练习题目 A:
请将记录中从含有“Exercise. Mark the dry”的那一行起、到记录末尾为止的内容重写一遍，把其中的“Query”替换为“Label”，其余一律不变，答案中不要包含图片。
:: 文档片段
题意:如图,大概猜的到了?最多18面墙,每面墙上两个门,从(0,5)走到(10,5)的最短距离,保留两位小数
题解:这道题非常贴心地按序给出墙的坐标,把每个端点当做图里面的一个节点,用O(n3)时间判断每两点之间是否能连边,判断方法为判断直线与线段是否相交(事实上是两个线段,但在这道题里面用直线交线段即可),跑一个最短路即可(既然已经到了三次方级别,干脆写了最短的Floyd)
#include<cmath>
#include<cstdio>
#include<cstring>
#include<algorithm>
#include<iostream>
using namespace std;
#define rep(i,a,b) for (int i=a;i<=b;++i)
const double eps=1e-7;
struct point{
double x,y;
point(){}
point (double a,double b): x(a),y(b) {}
friend point operator + (const point &a,const point &b){
return point(a.x+b.x,a.y+b.y);
}
friend point operator - (const point &a,const point &b){
return point(a.x-b.x,a.y-b.y);
}
friend point operator * (const double &r,const point &a){
return point(r*a.x,r*a.y);
}
friend bool operator == (const point &a,const point &b){
return (abs(a.x-b.x)<eps && abs(a.y-b.y)<eps);
}
double norm(){
return sqrt(x*x+y*y);
}
};
inline double det(point a,point b) {return a.x*b.y-a.y*b.x;}
inline double dot(point a,point b) {return a.x*b.x+a.y*b.y;}
inline double dist(point a,point b) {return (a-b).norm();}
inline bool line_cross_segment(point s,point t,point a,point b)
::::
练习题目 B:
请从上面这篇讲解墙门最短路题解的文档片段停下的地方接着往下写。
:: 所给数据
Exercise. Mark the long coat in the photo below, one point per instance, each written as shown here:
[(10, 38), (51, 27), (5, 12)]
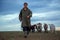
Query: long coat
[(23, 17)]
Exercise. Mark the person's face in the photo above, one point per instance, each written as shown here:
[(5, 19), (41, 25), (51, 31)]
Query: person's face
[(25, 5)]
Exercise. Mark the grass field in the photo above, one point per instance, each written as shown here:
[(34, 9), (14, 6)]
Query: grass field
[(17, 35)]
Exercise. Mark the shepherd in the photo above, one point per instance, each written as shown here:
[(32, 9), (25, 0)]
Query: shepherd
[(25, 16)]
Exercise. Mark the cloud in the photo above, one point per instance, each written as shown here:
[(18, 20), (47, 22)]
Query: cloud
[(48, 16), (8, 17)]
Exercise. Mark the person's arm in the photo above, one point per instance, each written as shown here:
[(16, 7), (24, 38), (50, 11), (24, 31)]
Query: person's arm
[(20, 16), (30, 14)]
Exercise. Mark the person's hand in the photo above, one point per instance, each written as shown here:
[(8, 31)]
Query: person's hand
[(28, 17)]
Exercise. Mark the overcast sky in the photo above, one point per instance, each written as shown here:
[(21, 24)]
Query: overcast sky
[(44, 11)]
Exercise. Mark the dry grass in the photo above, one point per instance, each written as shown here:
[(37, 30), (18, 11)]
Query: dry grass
[(16, 35)]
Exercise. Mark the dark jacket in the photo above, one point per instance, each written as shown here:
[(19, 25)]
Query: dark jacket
[(23, 17)]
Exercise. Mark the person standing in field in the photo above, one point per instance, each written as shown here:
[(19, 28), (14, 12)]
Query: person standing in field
[(52, 28), (46, 27), (25, 16), (39, 27)]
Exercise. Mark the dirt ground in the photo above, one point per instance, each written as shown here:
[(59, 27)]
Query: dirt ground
[(17, 35)]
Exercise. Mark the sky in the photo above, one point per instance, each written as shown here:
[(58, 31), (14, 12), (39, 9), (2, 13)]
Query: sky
[(43, 11)]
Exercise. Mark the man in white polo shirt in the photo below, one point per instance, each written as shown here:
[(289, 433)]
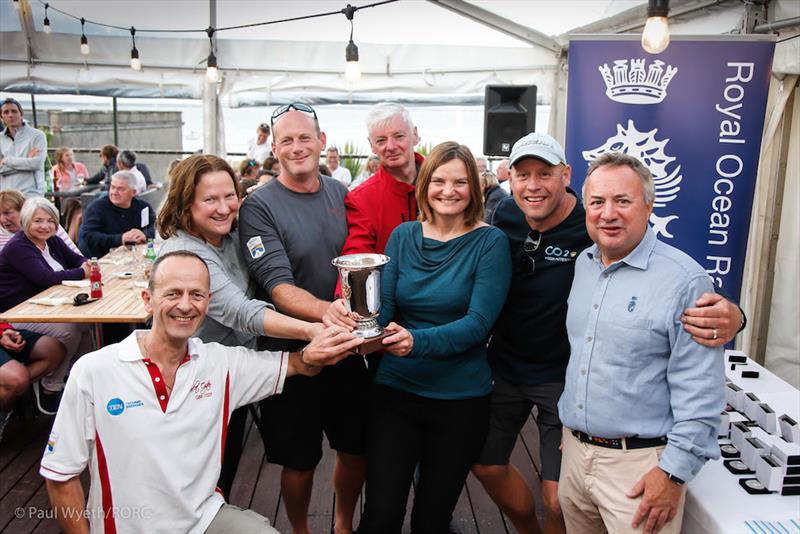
::::
书面答案 A:
Exercise. Mark the dry grass in the photo above, one point per instance, each written as shown here:
[(37, 30), (18, 11)]
Label: dry grass
[(16, 35)]
Exercise. Mark the dark jacket in the photo above, one point per instance, each written as shown here:
[(19, 25)]
Label: dark jacket
[(23, 17)]
Exercise. Mark the person standing in field in the photo above, one point per instance, each written as shown here:
[(19, 28), (14, 12)]
Label: person standing in field
[(52, 28), (46, 27), (25, 16), (39, 27)]
Exercise. Mark the dirt ground in the photo above, one point per instance, each written as shown here:
[(59, 27)]
Label: dirt ground
[(17, 35)]
Exercise. Mark the sky in the photo above, one point per instance, each written as shown here:
[(58, 31), (14, 12), (39, 9), (2, 13)]
Label: sky
[(43, 11)]
Exercise. Mark the man in white polo shirt in the photo below, one point per instance, each written as shown here:
[(289, 433)]

书面答案 B:
{
return !(det(s-a,t-a)*det(s-b,t-b)>eps);
}
int n,m;
point s[1000];
double dis[1000][1000],x,y;
bool ok(int a,int b)
{
point ts=s[a],tt=s[b];
if (a/4+(a%4!=0)==b/4+(b%4!=0)) return false;
rep(i,a/4+(a%4!=0)+1,b/4+(b%4!=0)-1)
{
if (!line_cross_segment(ts,tt,s[(i-1)*4+1],s[(i-1)*4+2]) && !(line_cross_segment(ts,tt,s[(i-1)*4+3],s[(i-1)*4+4]))) return false;
}
return true;
}
int main()
{
while (~scanf("%d",&n))
{
if (n==-1) break;
m=4*n+1;
rep(i,0,m)
rep(j,0,m) dis[i][j]=1000000;
rep(i,0,m) dis[i][i]=0;
s[0]=point(0,5);
rep(i,1,n)
{
scanf("%lf",&x);
rep(j,1,4)
{
scanf("%lf",&y);
s[4*(i-1)+j]=point(x,y);
}
}
s[m]=point(10,5);
rep(i,0,m)
rep(j,i+1,m)
if (ok(i,j)) dis[i][j]=dist(s[i],s[j]);
rep(i,0,m)
rep(j,0,m)
rep(k,0,m)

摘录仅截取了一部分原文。